---------- Entries
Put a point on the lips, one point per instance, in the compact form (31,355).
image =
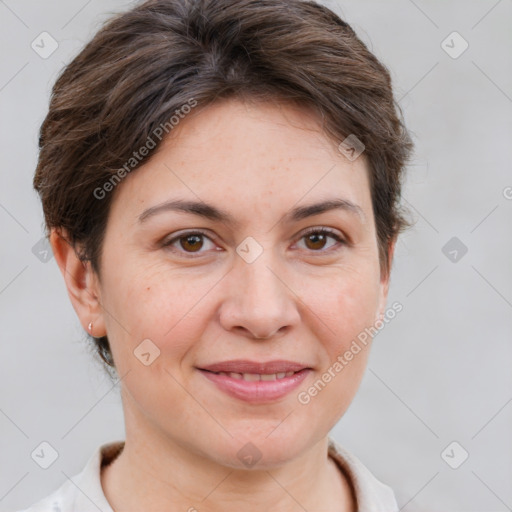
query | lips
(245,366)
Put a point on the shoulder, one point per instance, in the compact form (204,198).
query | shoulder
(371,494)
(82,492)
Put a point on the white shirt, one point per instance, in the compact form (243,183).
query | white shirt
(85,493)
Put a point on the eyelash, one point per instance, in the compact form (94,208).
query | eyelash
(321,231)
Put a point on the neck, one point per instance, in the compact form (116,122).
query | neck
(146,476)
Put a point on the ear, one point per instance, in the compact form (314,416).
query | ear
(384,282)
(82,283)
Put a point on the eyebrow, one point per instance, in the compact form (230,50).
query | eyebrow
(216,214)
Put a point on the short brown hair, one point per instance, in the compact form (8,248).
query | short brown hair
(144,64)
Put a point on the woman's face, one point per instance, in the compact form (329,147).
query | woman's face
(256,287)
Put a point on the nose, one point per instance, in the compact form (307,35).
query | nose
(258,303)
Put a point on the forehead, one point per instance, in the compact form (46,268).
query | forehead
(249,158)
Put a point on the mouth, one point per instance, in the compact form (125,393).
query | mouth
(254,377)
(254,382)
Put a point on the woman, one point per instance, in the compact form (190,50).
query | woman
(220,184)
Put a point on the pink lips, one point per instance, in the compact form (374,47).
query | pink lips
(253,390)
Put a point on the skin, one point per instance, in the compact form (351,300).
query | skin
(308,299)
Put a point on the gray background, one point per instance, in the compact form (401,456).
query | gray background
(440,372)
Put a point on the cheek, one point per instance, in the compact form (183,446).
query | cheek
(345,306)
(162,306)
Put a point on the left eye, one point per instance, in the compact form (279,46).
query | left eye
(319,236)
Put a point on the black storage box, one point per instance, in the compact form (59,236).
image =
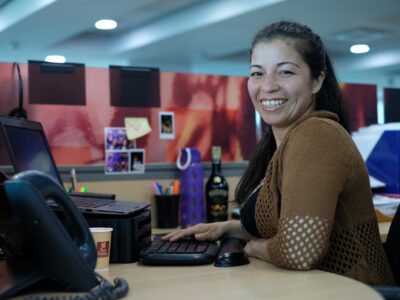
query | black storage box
(130,234)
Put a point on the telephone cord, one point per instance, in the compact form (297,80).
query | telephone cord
(104,291)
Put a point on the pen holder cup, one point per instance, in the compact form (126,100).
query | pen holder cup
(167,211)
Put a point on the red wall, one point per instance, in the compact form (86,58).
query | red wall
(209,110)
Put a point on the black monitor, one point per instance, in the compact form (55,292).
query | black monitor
(134,86)
(27,146)
(56,83)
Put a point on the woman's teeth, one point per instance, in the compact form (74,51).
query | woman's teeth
(271,104)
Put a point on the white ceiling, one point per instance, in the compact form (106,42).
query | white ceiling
(209,36)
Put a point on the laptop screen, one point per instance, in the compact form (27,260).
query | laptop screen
(28,147)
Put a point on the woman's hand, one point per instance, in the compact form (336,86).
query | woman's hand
(202,232)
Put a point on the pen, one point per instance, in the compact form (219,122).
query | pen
(73,179)
(175,189)
(157,188)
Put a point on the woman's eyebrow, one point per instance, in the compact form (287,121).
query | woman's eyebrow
(288,63)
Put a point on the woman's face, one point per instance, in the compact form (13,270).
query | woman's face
(280,83)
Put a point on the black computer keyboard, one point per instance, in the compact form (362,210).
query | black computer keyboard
(186,251)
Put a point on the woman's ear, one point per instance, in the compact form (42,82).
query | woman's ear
(318,82)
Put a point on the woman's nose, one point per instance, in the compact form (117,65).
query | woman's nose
(269,84)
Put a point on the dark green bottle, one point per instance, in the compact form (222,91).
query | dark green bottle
(217,190)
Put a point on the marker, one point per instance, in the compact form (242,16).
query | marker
(175,189)
(74,182)
(157,187)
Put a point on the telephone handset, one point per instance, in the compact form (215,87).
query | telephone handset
(37,244)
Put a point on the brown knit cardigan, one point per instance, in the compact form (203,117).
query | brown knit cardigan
(315,205)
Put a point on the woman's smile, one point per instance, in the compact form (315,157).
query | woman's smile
(272,104)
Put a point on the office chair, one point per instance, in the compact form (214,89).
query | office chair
(392,249)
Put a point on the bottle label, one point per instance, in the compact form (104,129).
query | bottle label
(217,193)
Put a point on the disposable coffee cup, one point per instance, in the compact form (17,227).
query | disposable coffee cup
(102,241)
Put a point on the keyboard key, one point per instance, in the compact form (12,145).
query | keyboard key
(187,251)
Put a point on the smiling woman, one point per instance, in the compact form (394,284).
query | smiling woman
(306,199)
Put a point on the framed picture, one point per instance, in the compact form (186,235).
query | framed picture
(167,125)
(121,157)
(137,159)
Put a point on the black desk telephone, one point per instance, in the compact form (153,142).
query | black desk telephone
(37,247)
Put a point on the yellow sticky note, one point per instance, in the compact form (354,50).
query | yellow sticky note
(136,127)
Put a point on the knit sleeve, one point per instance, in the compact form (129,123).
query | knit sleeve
(314,165)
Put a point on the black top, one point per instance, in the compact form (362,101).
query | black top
(248,216)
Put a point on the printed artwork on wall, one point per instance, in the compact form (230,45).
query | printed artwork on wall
(361,103)
(207,110)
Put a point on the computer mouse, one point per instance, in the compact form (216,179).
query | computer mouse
(231,254)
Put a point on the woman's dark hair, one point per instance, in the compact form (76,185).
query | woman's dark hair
(329,97)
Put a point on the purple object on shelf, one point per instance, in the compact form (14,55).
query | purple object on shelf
(191,187)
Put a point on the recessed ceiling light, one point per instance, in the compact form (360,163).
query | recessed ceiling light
(105,24)
(359,48)
(55,58)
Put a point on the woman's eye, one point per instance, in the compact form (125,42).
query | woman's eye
(285,73)
(255,75)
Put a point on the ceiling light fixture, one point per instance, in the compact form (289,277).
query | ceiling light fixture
(105,24)
(359,48)
(55,59)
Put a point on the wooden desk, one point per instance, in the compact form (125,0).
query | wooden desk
(257,280)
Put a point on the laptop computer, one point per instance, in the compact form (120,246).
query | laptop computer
(28,149)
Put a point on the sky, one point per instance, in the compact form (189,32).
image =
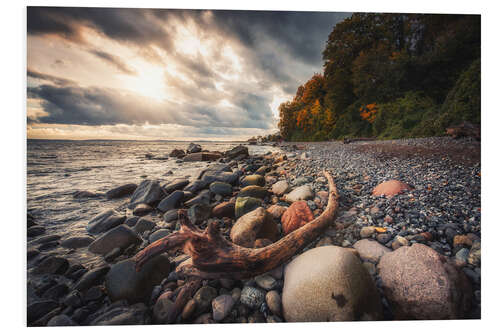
--------------------
Exercise task = Pick out every line of the listing above that contains the string "forehead", treating uppercase and lowercase as different.

Solution to this problem =
Put a point on the forehead, one point per instance, in the compact form (46,268).
query | forehead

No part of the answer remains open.